# [What is expected]
Without the pictures, restate all of the data below word for word.

# [Supplied records]
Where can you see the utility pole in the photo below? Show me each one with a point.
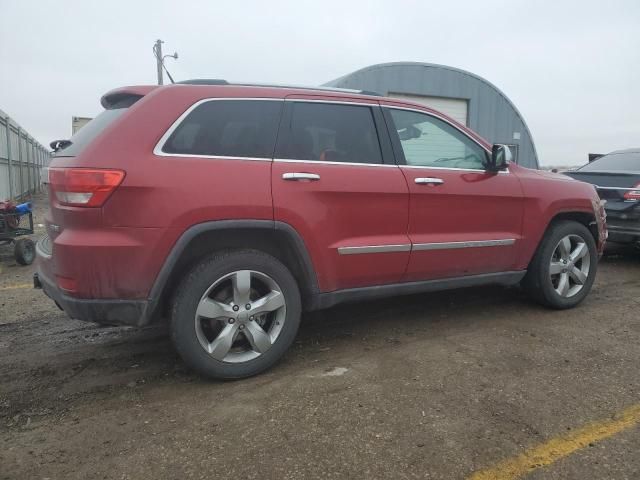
(157, 49)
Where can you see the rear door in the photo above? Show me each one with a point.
(463, 220)
(335, 182)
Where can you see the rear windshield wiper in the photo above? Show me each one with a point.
(59, 144)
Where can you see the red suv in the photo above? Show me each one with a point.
(230, 209)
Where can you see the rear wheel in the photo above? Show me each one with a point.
(235, 314)
(564, 268)
(24, 251)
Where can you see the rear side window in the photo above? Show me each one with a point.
(228, 128)
(615, 162)
(332, 133)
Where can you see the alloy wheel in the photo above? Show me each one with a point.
(569, 267)
(240, 316)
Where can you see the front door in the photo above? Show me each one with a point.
(334, 181)
(463, 220)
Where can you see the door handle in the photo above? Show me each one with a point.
(429, 181)
(296, 176)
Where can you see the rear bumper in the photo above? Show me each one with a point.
(623, 230)
(105, 311)
(111, 312)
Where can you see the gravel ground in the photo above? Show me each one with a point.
(427, 386)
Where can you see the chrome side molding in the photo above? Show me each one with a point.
(424, 246)
(296, 176)
(468, 244)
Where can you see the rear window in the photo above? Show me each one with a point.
(615, 162)
(91, 130)
(228, 128)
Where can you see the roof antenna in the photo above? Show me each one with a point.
(157, 52)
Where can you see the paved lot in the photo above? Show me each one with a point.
(429, 386)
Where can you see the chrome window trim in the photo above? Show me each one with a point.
(624, 189)
(337, 102)
(323, 162)
(404, 247)
(157, 150)
(475, 170)
(466, 244)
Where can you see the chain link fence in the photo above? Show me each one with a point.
(22, 159)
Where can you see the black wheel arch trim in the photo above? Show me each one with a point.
(155, 294)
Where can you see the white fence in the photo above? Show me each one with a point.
(22, 159)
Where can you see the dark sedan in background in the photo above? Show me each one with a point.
(616, 176)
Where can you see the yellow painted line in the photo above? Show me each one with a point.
(549, 452)
(17, 286)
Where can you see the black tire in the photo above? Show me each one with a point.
(537, 283)
(198, 281)
(24, 251)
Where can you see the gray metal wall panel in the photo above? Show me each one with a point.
(27, 159)
(490, 112)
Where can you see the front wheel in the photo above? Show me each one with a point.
(563, 269)
(235, 314)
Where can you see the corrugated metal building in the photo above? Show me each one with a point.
(464, 96)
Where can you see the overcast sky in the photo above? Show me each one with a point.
(571, 67)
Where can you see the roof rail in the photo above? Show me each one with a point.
(218, 81)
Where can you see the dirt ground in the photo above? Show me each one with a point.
(429, 386)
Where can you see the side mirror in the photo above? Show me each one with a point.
(500, 158)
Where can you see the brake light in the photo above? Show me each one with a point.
(84, 187)
(633, 194)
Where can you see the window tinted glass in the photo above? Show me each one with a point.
(332, 133)
(428, 141)
(228, 128)
(616, 162)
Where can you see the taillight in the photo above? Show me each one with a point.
(84, 187)
(633, 194)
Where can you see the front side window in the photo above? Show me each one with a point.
(228, 128)
(332, 133)
(430, 142)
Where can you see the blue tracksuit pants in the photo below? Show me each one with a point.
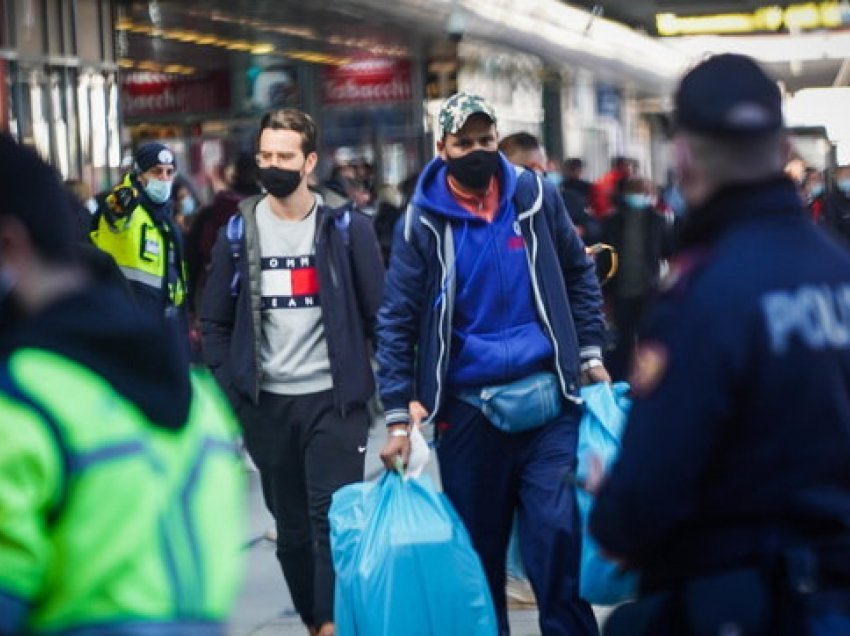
(487, 475)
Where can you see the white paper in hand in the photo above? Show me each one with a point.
(419, 453)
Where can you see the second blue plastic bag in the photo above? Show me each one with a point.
(404, 563)
(605, 410)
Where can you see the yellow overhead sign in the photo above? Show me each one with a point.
(796, 17)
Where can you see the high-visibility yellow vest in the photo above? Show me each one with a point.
(106, 520)
(142, 250)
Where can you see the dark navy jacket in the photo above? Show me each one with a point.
(417, 317)
(351, 282)
(740, 432)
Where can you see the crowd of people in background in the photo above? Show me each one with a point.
(623, 209)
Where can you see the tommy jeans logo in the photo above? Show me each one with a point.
(289, 283)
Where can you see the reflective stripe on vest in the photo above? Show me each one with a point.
(141, 250)
(146, 508)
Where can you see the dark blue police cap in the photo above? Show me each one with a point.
(728, 95)
(152, 154)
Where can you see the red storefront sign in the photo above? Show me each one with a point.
(163, 94)
(367, 81)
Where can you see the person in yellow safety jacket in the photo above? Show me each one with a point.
(136, 227)
(121, 491)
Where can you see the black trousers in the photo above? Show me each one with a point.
(305, 450)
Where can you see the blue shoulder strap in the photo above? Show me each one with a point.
(235, 230)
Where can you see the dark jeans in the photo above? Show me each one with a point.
(487, 475)
(305, 450)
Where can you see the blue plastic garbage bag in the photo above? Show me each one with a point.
(404, 563)
(606, 407)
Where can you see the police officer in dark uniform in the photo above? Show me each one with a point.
(732, 492)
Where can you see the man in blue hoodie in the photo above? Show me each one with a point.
(490, 321)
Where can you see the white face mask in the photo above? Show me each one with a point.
(187, 206)
(638, 201)
(158, 191)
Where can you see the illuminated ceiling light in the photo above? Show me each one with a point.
(670, 24)
(805, 16)
(795, 17)
(262, 49)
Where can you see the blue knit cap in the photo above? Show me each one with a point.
(152, 154)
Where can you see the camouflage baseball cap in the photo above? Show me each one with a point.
(460, 107)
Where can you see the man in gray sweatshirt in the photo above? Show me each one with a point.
(287, 317)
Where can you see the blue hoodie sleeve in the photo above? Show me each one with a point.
(398, 326)
(579, 275)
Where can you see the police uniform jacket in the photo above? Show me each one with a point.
(740, 433)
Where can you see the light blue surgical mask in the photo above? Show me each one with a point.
(187, 206)
(158, 191)
(555, 178)
(638, 201)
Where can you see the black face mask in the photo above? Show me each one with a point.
(475, 169)
(279, 182)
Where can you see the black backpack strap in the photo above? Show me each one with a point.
(235, 231)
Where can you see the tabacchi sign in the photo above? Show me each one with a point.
(160, 94)
(367, 81)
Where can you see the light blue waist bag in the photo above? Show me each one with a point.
(521, 405)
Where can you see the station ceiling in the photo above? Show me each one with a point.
(333, 30)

# [Answer section]
Where can you see the utility pole in the photo below? Show me each one with a point.
(157, 49)
Where can you see the rear door in the photo above? Show me each one with a point.
(463, 220)
(335, 182)
Where can you see the rear windshield wiper in the photo above? Show me each one with a point.
(59, 144)
Where can you see the red suv in the photo above? Show me each one with a point.
(230, 209)
Where can you see the rear wheel in the photo above? Show me each one with a point.
(235, 314)
(564, 268)
(24, 251)
Where can you see the rear side window in the photo above? Show me each one with a point.
(228, 128)
(615, 162)
(332, 133)
Where can you see the alloy wheel in the photo above? Show me each one with a point.
(569, 267)
(240, 316)
Where can you see the front door in the photo above? Show me each one with a point.
(334, 181)
(463, 220)
Where can you see the door handle in the photo above? Show me each one with a point.
(429, 181)
(296, 176)
Where can you see the rear bumper in the photo above? Show me each one with a point.
(623, 230)
(105, 311)
(111, 312)
Where can you see the gravel ground in the photo above? Show me each one with a point.
(427, 386)
Where can you see the chrome side molding in the photo above? Show me each one with a point.
(424, 246)
(296, 176)
(468, 244)
Where can you see the rear window in the photo above? Show me each one with a point.
(615, 162)
(91, 130)
(228, 128)
Where can you see the roof antenna in the photo above? Show me each one with a point.
(157, 52)
Where can you see the paved lot in the photo above? Show me each one with a point.
(429, 386)
Where can you see the chrome window trim in the photo above? Show me each one with a point.
(624, 189)
(337, 102)
(323, 162)
(404, 247)
(157, 150)
(475, 170)
(466, 244)
Where can you see the chain link fence in the photo above? Show me each one with a point.
(22, 159)
Where can you see the black wheel arch trim in the photo above? Show me each one with a point.
(155, 294)
Where can you see the white fence in the photo above? Show me each one with a point.
(22, 159)
Where can you see the dark sedan in background in the photo above? Show me each one with a point.
(616, 176)
Where can you see the yellow painted line in the photo above? Show me each one with a point.
(549, 452)
(17, 286)
Where can you see the black tire in the photo above? Show me each one with a point.
(537, 283)
(198, 281)
(24, 251)
Where can you see the gray metal wall panel in the photo above? Show me each one with a point.
(27, 159)
(490, 112)
Where can you see the front wheel in the photo above? Show me each one with a point.
(563, 269)
(235, 314)
Where can you see the corrugated metal building in the photo above? Show me each one with a point.
(464, 96)
Where can you see the overcast sky in the photo above? Show me each one with a point.
(571, 67)
Where can you see the roof rail in the photo above? Show me each one with a point.
(218, 81)
Where can you see the dirt ground in the photo above? Show me each one with a point.
(429, 386)
Where can you see the side mirror in the photo above? Show me each one with a point.
(500, 158)
Where can you see the brake light in the photo above? Show me each one with a point.
(84, 187)
(633, 194)
Where can you see the window tinted glass in the photo above? Show me each one with a point.
(332, 133)
(428, 141)
(228, 128)
(616, 162)
Where can you see the taillight in the photo above? Show me each one with a point.
(84, 187)
(633, 194)
Where can you see the front side window in the photo above? Show me each one with a point.
(228, 128)
(332, 133)
(430, 142)
Where can you see the blue tracksuit pants in the photo below? Show me each one with a point.
(487, 475)
Where can you see the white paper in hand in the photo above? Show me each one with a point.
(419, 453)
Where can you see the second blue plastic bag in the photo above? Show me each one with a point.
(404, 563)
(605, 410)
Where can you see the yellow overhead sign in the photo above? Show me each one with a point.
(796, 17)
Where can you see the high-visibility yellow vest in the photo above? Show me each one with a point.
(106, 520)
(142, 250)
Where can you see the dark navy jacket in the photo above? Show me each one with a point.
(417, 317)
(351, 282)
(740, 432)
Where can you see the crowd of people in background in the photo above? Show me each one with a point.
(623, 209)
Where can you see the tommy jeans logo in the photo above? Show me each one with a point.
(289, 283)
Where can you see the reflective stripe on vest in the photo above? Show me each one with a point.
(141, 250)
(146, 508)
Where can you see the dark blue police cap in the photo above? Show me each one with a point.
(728, 95)
(152, 154)
Where can you see the red storefront sign in the photo above? Show me each one with a point.
(163, 94)
(367, 81)
Where can you see the person in yellow safety jacket in the photo above? Show me each one with a point.
(136, 227)
(121, 491)
Where can you see the black trousers in the photo above? Show me each one with a point.
(305, 450)
Where can you see the blue shoulder strap in the photo above? Show me each one with a point.
(235, 230)
Where can you see the dark jeans in the photo above? Show me each one with a point.
(487, 475)
(305, 450)
Where can you see the blue plastic garbage bag in the photo above? Show me each one with a point.
(404, 563)
(606, 407)
Where can you see the police officer in dark uniform in the photo above? Show me each one with a point.
(732, 492)
Where can you see the man in blue hoodie in the photo above? Show me each one with a point.
(490, 321)
Where can you see the white face mask in the photo above? Show me each one with a point.
(187, 206)
(638, 201)
(158, 191)
Where can you see the illuminated ceiling light in the photo above? Show me each one with a point.
(670, 24)
(805, 16)
(795, 17)
(262, 49)
Where can you see the blue knit cap in the photo above? Show me each one with a point.
(152, 154)
Where can you see the camouflage baseball cap in the photo above? Show me each one with a point.
(460, 107)
Where can you see the man in gray sweatshirt in the photo above? Show me each one with a point.
(287, 317)
Where can you see the blue hoodie sleeve in the photo above? Show me each one with a point.
(398, 326)
(579, 275)
Where can you see the police uniform jacket in the photo above? Show me each one with a point.
(740, 433)
Where can you see the light blue surgical mask in the photo above? Show me each one with a point.
(187, 206)
(158, 191)
(555, 178)
(638, 201)
Where can you see the black face mask in the photo above? Show me each one with a point.
(475, 169)
(279, 182)
Where can you see the black backpack strap in the photo above? Show me each one with a point.
(235, 231)
Where can you see the tabacchi sign in the photo above? Show me each one with a point.
(160, 94)
(367, 81)
Where can you see the light blue waist bag in the photo above? Show me each one with a point.
(521, 405)
Where can you see the station ceiling in the photo above? Show me each one with a point.
(333, 30)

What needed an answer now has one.